Years later, Raj and Karan have grown up; Raj is in love with his childhood sweetheart Anjali Saluja and wants to marry her, while Karan flirts with Leena Bharucha and abandons her. Karan’s relationship with his mother, father, and sister have worsened over the years to the point where he speaks rudely to them and addresses his mother only as “Mrs. Thapar”. Karan subsequently meets with London-returned Kajal Sharma and woos her. She agrees to marry him. Raj's and Karan's weddings are planned for the same day. Things take a turn for the worse when Leena and her dad, who is employed by Thapar, characterize the friends as flirts. Consequently, Kajal breaks up with Karan, and Anjali's brother cancels her wedding with Raj when the latter insulted his friendship with Karan and slapped him across the face upsetting Anjali.

It is later revealed that Raj is in the hospital and is suffering from a fatal disorder. Dr. Aditi Mathur is his doctor, and she is trying to save Raj’s life and Karan arrives there and hugs Raj in tears. Raj tries to convince the members of the Thapar family to make amends with Karan as his last remaining wishes as he would be all alone once Raj passes. Karan reconciles with his family members as they realize their mistakes for neglecting him and disrespecting his friendship with Raj. Raj dies 2 years later, and Karan eventually marries Kajal. Karan and Kajal name their child after Raj, hence fulfilling the promise of the bond of friendship.

(Raw data):
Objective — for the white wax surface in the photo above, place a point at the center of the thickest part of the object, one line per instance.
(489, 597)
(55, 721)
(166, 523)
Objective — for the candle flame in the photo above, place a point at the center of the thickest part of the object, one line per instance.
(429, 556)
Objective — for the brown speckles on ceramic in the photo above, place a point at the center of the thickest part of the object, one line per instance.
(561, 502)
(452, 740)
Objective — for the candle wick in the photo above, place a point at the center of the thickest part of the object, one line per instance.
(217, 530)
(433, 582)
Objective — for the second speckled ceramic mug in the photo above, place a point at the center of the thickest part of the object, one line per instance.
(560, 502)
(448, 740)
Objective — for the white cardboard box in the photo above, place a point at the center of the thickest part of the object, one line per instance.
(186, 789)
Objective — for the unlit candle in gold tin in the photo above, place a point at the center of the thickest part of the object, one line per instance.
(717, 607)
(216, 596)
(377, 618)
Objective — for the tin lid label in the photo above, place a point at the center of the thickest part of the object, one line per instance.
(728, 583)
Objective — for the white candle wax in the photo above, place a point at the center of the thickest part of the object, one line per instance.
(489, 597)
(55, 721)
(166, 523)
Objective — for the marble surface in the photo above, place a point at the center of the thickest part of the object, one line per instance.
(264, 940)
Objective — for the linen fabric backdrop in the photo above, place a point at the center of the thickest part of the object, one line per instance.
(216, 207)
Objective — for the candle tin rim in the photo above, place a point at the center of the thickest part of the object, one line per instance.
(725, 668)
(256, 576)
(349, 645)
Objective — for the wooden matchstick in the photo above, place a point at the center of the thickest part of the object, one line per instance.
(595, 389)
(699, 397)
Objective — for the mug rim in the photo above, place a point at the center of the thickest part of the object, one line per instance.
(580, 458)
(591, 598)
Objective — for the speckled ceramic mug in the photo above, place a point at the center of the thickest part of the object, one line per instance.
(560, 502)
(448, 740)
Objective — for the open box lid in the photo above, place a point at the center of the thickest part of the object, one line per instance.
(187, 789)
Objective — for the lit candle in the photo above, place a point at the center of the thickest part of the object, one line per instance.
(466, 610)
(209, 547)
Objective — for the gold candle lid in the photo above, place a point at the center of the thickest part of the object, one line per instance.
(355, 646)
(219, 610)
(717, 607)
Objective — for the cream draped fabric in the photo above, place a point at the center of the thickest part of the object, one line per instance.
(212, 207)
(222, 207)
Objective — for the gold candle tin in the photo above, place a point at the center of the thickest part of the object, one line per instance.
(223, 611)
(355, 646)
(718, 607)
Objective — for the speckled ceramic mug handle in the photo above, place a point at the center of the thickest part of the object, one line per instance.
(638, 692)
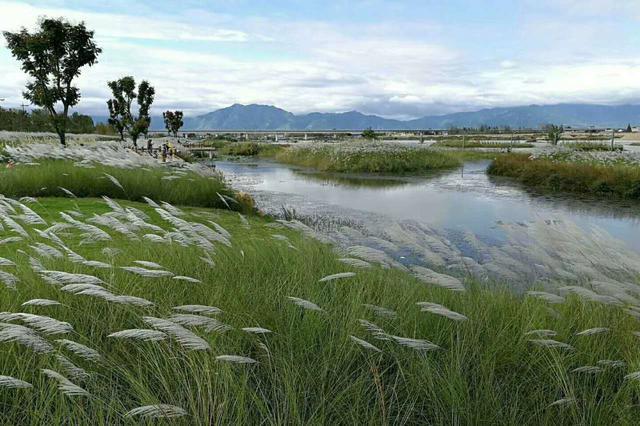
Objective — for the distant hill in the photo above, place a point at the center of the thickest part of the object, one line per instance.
(266, 117)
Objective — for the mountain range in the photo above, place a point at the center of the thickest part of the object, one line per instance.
(267, 117)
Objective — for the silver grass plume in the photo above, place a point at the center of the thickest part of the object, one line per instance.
(44, 324)
(198, 309)
(13, 383)
(157, 411)
(186, 338)
(365, 344)
(143, 334)
(41, 302)
(80, 350)
(305, 304)
(380, 311)
(24, 336)
(66, 386)
(236, 359)
(209, 324)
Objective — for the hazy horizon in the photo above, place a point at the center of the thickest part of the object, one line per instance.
(402, 60)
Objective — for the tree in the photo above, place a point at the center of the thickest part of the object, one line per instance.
(120, 116)
(173, 121)
(53, 57)
(123, 92)
(368, 133)
(553, 133)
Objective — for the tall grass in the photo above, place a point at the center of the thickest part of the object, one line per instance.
(174, 186)
(369, 157)
(309, 370)
(618, 180)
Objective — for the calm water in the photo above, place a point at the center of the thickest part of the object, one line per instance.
(461, 200)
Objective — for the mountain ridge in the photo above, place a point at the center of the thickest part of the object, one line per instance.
(267, 117)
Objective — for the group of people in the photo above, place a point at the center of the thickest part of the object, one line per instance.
(167, 151)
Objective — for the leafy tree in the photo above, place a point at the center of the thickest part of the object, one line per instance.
(173, 121)
(368, 133)
(120, 116)
(553, 133)
(53, 57)
(123, 92)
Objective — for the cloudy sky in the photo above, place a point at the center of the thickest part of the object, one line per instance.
(399, 59)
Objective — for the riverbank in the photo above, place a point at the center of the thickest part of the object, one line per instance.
(244, 320)
(608, 175)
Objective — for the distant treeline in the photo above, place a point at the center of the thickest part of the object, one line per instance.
(38, 120)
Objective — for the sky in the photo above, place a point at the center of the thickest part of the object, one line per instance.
(399, 59)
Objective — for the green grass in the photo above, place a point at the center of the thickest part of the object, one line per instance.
(358, 158)
(616, 180)
(591, 146)
(308, 370)
(47, 179)
(457, 143)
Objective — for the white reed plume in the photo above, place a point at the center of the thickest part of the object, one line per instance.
(188, 279)
(36, 265)
(157, 411)
(236, 359)
(183, 336)
(47, 251)
(564, 401)
(592, 331)
(380, 311)
(436, 309)
(66, 191)
(256, 330)
(10, 240)
(13, 383)
(24, 336)
(209, 324)
(80, 350)
(44, 324)
(41, 302)
(9, 280)
(151, 203)
(441, 280)
(75, 372)
(550, 343)
(613, 363)
(547, 297)
(338, 276)
(115, 181)
(14, 226)
(542, 333)
(416, 344)
(65, 385)
(198, 309)
(6, 262)
(305, 304)
(374, 329)
(147, 273)
(365, 344)
(148, 264)
(588, 369)
(143, 334)
(356, 263)
(65, 278)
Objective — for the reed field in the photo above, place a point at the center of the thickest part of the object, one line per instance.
(201, 316)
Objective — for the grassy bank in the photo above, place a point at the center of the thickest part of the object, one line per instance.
(53, 177)
(617, 180)
(368, 157)
(486, 369)
(457, 143)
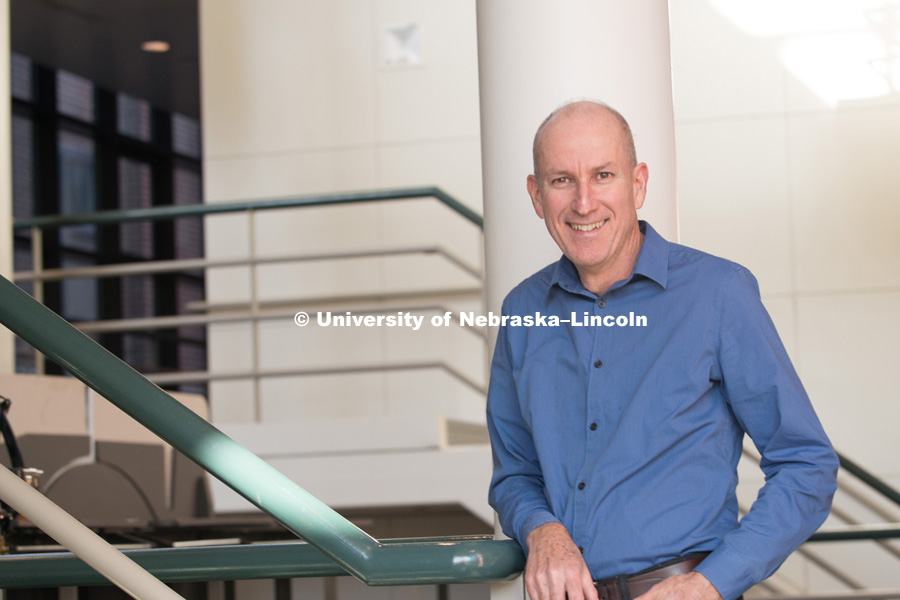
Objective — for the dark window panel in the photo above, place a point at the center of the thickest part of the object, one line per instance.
(23, 167)
(75, 96)
(136, 191)
(134, 117)
(21, 81)
(77, 189)
(185, 136)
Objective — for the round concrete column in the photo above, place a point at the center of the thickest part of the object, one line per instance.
(538, 54)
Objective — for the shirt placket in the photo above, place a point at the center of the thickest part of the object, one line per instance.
(586, 485)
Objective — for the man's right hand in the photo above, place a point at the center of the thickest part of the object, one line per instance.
(555, 569)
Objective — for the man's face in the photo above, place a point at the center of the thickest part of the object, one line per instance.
(587, 193)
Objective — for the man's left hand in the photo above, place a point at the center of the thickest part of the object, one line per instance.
(689, 586)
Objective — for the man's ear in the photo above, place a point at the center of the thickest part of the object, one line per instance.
(534, 191)
(640, 175)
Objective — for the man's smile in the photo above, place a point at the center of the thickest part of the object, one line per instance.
(588, 226)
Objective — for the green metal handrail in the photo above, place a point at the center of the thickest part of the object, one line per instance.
(355, 551)
(870, 479)
(194, 210)
(485, 560)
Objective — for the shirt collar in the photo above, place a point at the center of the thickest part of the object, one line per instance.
(652, 263)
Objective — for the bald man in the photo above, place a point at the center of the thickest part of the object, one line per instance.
(616, 435)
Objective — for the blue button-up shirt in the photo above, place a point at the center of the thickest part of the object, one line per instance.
(625, 421)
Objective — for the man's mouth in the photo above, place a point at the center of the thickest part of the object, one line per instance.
(588, 226)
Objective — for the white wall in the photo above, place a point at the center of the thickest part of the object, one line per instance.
(297, 100)
(788, 140)
(787, 132)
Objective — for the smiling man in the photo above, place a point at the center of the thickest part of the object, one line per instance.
(616, 447)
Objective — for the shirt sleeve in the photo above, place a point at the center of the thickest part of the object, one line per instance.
(800, 466)
(517, 487)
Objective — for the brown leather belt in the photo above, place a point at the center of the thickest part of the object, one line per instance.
(626, 587)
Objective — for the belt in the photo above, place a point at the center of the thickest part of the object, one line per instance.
(626, 587)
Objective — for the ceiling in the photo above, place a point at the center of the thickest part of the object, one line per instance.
(101, 40)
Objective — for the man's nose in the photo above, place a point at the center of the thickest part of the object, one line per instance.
(583, 202)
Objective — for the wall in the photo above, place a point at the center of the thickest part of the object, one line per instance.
(787, 137)
(298, 100)
(786, 133)
(7, 340)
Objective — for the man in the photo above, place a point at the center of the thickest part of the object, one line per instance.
(616, 439)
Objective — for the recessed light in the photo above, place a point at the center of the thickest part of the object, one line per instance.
(155, 46)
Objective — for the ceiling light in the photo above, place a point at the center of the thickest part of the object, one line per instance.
(155, 46)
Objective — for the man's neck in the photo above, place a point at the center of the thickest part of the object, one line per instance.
(600, 282)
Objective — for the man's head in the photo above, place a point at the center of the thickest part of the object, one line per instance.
(587, 186)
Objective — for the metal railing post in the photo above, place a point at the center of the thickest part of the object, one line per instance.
(37, 266)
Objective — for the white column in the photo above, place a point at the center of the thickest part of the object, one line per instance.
(7, 347)
(534, 56)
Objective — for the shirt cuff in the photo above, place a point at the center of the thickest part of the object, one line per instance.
(727, 571)
(536, 519)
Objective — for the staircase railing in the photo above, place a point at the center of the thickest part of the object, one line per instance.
(370, 560)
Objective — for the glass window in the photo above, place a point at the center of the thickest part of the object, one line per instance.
(22, 168)
(188, 230)
(136, 191)
(80, 301)
(77, 188)
(185, 135)
(134, 117)
(74, 96)
(20, 77)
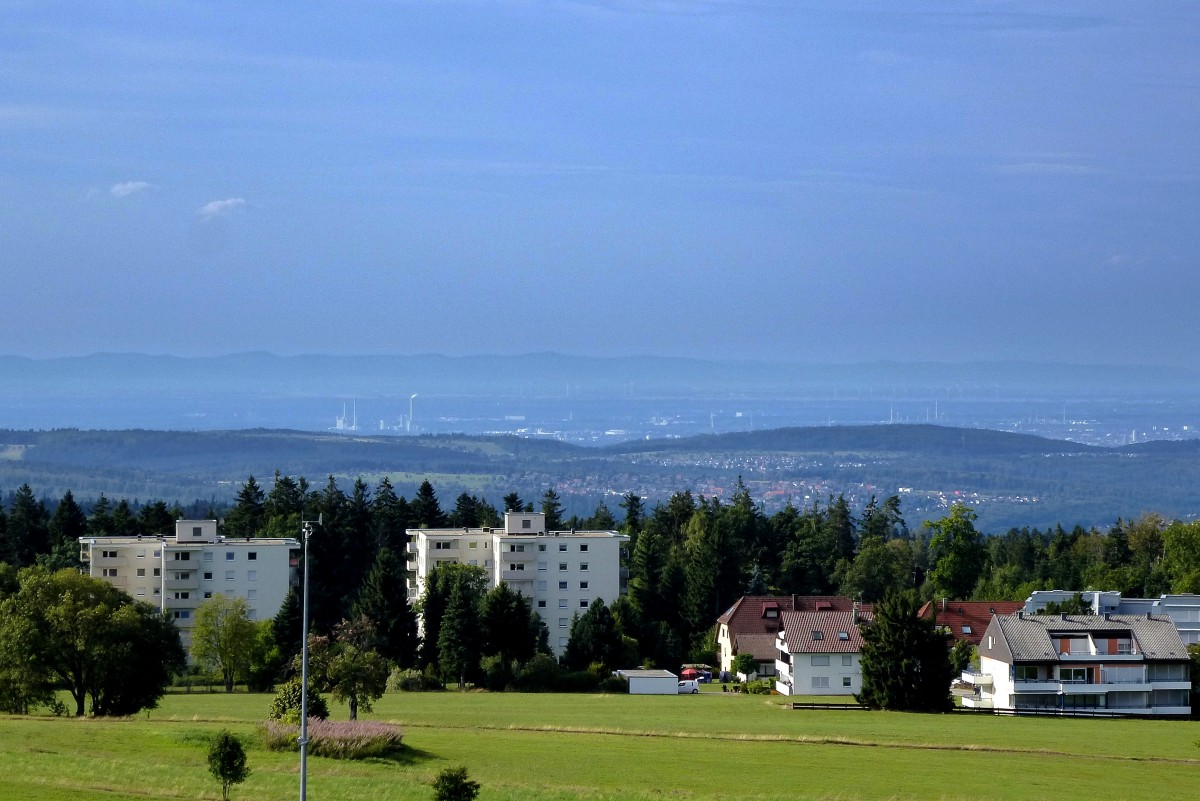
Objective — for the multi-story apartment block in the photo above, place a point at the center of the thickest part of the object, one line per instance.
(561, 572)
(1183, 609)
(820, 652)
(1122, 663)
(178, 573)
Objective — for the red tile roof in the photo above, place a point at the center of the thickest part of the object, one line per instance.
(967, 620)
(823, 632)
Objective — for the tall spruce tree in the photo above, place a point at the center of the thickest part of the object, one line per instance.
(906, 660)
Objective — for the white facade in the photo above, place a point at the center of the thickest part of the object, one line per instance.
(561, 572)
(1133, 664)
(1183, 609)
(178, 573)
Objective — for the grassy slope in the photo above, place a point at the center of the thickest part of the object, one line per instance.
(550, 747)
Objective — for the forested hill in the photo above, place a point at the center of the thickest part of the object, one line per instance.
(1012, 480)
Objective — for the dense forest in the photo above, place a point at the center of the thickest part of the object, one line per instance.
(689, 556)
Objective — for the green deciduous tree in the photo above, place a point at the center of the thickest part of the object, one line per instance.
(955, 553)
(82, 634)
(227, 762)
(223, 637)
(905, 661)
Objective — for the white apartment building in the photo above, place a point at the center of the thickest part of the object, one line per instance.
(1133, 664)
(1183, 609)
(561, 572)
(178, 573)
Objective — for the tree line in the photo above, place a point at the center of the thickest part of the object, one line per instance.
(688, 560)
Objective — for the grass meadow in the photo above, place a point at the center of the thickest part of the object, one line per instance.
(551, 747)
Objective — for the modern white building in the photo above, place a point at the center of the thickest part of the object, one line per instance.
(178, 573)
(561, 572)
(1133, 664)
(820, 654)
(1183, 609)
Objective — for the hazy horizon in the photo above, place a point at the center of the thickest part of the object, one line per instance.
(762, 180)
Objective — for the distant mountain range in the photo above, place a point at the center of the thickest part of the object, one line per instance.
(1012, 480)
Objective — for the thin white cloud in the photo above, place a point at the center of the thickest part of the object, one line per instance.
(221, 208)
(126, 188)
(1048, 168)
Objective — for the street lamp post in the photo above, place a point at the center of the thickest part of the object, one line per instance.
(306, 528)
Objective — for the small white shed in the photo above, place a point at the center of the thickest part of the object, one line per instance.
(651, 682)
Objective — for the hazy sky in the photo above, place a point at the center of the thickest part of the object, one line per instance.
(811, 181)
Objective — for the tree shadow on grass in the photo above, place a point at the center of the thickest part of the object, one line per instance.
(407, 757)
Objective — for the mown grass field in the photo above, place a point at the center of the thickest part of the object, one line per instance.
(599, 747)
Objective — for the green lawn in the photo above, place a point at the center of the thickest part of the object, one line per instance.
(546, 747)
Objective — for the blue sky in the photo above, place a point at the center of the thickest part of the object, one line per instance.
(759, 179)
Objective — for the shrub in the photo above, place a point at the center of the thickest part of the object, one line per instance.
(453, 784)
(227, 762)
(412, 681)
(337, 740)
(286, 705)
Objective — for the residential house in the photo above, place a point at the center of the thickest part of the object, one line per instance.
(753, 622)
(820, 652)
(1123, 663)
(967, 620)
(177, 573)
(1183, 609)
(561, 572)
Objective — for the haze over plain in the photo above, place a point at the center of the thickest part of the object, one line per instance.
(726, 179)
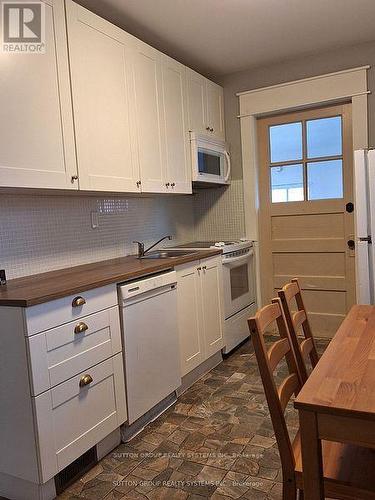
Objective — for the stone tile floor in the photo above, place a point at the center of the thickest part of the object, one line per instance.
(216, 442)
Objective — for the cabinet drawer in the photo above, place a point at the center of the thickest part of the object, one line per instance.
(71, 419)
(57, 312)
(62, 352)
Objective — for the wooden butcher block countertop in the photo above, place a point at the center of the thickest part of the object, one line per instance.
(39, 288)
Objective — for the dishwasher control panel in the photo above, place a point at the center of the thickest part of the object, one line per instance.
(147, 284)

(Problem 1): Translate this sentence from the plot summary about Raj and Karan into Spanish: "Raj's and Karan's weddings are planned for the same day."
(Problem 2):
Answer these questions from the plot summary about Raj and Karan:
(a) How does Karan address his mother?
(b) Who is Raj's doctor in the hospital?
(c) After whom do Karan and Kajal name their child?
(Problem 3): Carry on the plot summary about Raj and Karan from where it stops.

(Answer 1): Las bodas de Raj y Karan están planeadas para el mismo día.

(Answer 2):
(a) Only as "Mrs. Thapar."
(b) Dr. Aditi Mathur.
(c) After Raj.

(Answer 3):
==Cast==
- Juhi Chawla as Dr. Aditi Mathur (special appearance)
- Akshay Kumar as Raj Malhotra
- Bobby Deol as Karan Thapar
- Kareena Kapoor as Anjali Saluja, Raj's love interest.
- Lara Dutta as Kajal Sharma, Karan's love interest.
- Lillete Dubey as Kiran Thapar, Karan and Nandini's mother.
- Kiran Kumar as Vikram Thapar, Karan and Nandini's father.
- Sherlyn Chopra as Leena Bharucha
- Shakti Kapoor as Mr. Varun Bharucha, Leena's father.
- Karishma Tanna as Nandini Thapar, Karan's sister
- Mahesh Thakur as Bhaskar Saluja, Anjali's brother.
- Navni Parihar as Anjali’s sister-in-law
- Aman Verma as Mr. Manoj Saluja, Anjali's husband.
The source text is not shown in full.